_Written task_
Put each line of the listing below into a Markdown table with the columns "Row" and "Line," numbering the rows in order and leaving out blank lines.

+ + + + +

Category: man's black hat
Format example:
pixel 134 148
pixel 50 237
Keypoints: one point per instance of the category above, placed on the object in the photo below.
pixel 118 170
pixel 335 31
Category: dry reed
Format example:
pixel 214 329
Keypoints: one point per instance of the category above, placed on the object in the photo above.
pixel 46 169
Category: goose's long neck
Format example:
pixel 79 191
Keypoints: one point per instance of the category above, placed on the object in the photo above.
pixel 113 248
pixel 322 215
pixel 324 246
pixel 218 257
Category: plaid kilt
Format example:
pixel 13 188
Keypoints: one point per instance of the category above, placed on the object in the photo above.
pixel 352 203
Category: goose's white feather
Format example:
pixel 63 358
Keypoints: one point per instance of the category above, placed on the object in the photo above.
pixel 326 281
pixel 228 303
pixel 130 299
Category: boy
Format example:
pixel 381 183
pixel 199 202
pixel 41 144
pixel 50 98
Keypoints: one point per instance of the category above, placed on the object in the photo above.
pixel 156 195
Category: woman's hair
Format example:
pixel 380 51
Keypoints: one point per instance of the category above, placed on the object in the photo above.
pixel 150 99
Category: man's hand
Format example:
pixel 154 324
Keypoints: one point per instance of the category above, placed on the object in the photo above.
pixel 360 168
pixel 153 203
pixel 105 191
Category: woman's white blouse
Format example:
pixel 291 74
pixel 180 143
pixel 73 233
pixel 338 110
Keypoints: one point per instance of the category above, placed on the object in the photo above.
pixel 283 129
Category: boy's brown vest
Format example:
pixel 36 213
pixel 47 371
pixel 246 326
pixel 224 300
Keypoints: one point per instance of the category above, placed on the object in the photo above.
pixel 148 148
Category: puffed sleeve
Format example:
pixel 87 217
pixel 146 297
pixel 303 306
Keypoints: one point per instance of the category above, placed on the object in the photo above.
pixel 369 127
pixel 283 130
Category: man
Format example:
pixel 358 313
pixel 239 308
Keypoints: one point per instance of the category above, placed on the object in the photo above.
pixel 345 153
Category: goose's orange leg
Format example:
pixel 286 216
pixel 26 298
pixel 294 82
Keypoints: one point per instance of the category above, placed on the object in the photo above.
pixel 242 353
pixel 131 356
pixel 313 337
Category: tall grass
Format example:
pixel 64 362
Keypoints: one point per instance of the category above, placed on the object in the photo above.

+ + + + +

_Exercise solution_
| Row | Line |
|---|---|
| 1 | Category: man's black hat |
| 2 | Format example: |
| 3 | pixel 134 148 |
| 4 | pixel 50 237 |
| 5 | Keypoints: one point per instance of the category above, placed on the object in the photo below. |
| 6 | pixel 118 170 |
| 7 | pixel 335 31 |
| 8 | Category: dry reed |
| 9 | Format example: |
| 10 | pixel 214 329 |
| 11 | Keypoints: one point per instance of the category above, placed on the object in the photo above. |
| 12 | pixel 46 169 |
| 13 | Category: goose's long neck |
| 14 | Format example: |
| 15 | pixel 79 191 |
| 16 | Keypoints: one point per instance of the category above, placed on the object in the photo above. |
| 17 | pixel 113 248 |
| 18 | pixel 322 215 |
| 19 | pixel 324 246 |
| 20 | pixel 218 257 |
| 21 | Category: plaid kilt |
| 22 | Format example: |
| 23 | pixel 13 188 |
| 24 | Keypoints: one point per instance of the category above, placed on the object in the photo above. |
| 25 | pixel 352 203 |
| 26 | Category: goose's white feather |
| 27 | Format example: |
| 28 | pixel 63 358 |
| 29 | Keypoints: one point per instance of the category above, placed on the object in the photo above. |
| 30 | pixel 326 281 |
| 31 | pixel 228 303 |
| 32 | pixel 130 299 |
| 33 | Category: boy |
| 34 | Format example: |
| 35 | pixel 381 183 |
| 36 | pixel 199 202 |
| 37 | pixel 41 144 |
| 38 | pixel 50 98 |
| 39 | Keypoints: one point per instance of the category above, placed on the object in the photo above. |
| 40 | pixel 156 195 |
| 41 | Category: woman's hair |
| 42 | Format example: |
| 43 | pixel 380 51 |
| 44 | Keypoints: one point per instance of the category above, placed on the object in the photo above. |
| 45 | pixel 150 99 |
| 46 | Category: man's hand |
| 47 | Format example: |
| 48 | pixel 154 324 |
| 49 | Keypoints: one point per instance of the category above, placed on the object in the photo above. |
| 50 | pixel 360 168 |
| 51 | pixel 153 203 |
| 52 | pixel 105 191 |
| 53 | Category: woman's white blouse |
| 54 | Format example: |
| 55 | pixel 291 74 |
| 56 | pixel 180 143 |
| 57 | pixel 73 233 |
| 58 | pixel 338 110 |
| 59 | Keypoints: one point per instance of the category above, placed on the object in the photo above. |
| 60 | pixel 283 129 |
| 61 | Category: boy's brown vest |
| 62 | Format example: |
| 63 | pixel 36 213 |
| 64 | pixel 47 371 |
| 65 | pixel 246 326 |
| 66 | pixel 224 300 |
| 67 | Keypoints: one point per instance of the category above, placed on the object in the photo above. |
| 68 | pixel 148 148 |
| 69 | Category: puffed sleeve |
| 70 | Format example: |
| 71 | pixel 87 217 |
| 72 | pixel 146 297 |
| 73 | pixel 303 306 |
| 74 | Keypoints: one point per instance of the category above, placed on the object in the photo above. |
| 75 | pixel 369 127 |
| 76 | pixel 283 130 |
| 77 | Category: man |
| 78 | Format example: |
| 79 | pixel 358 313 |
| 80 | pixel 239 308 |
| 81 | Keypoints: one point per instance of the category above, placed on the object in the photo above. |
| 82 | pixel 345 153 |
| 83 | Category: goose's orange leg |
| 84 | Format example: |
| 85 | pixel 286 216 |
| 86 | pixel 26 298 |
| 87 | pixel 294 82 |
| 88 | Keypoints: one point per instance of the category above, placed on the object in the photo above. |
| 89 | pixel 242 353 |
| 90 | pixel 131 356 |
| 91 | pixel 313 337 |
| 92 | Category: tall grass |
| 93 | Format example: |
| 94 | pixel 64 362 |
| 95 | Keypoints: one point per instance of the category above, placed on the object in the photo above. |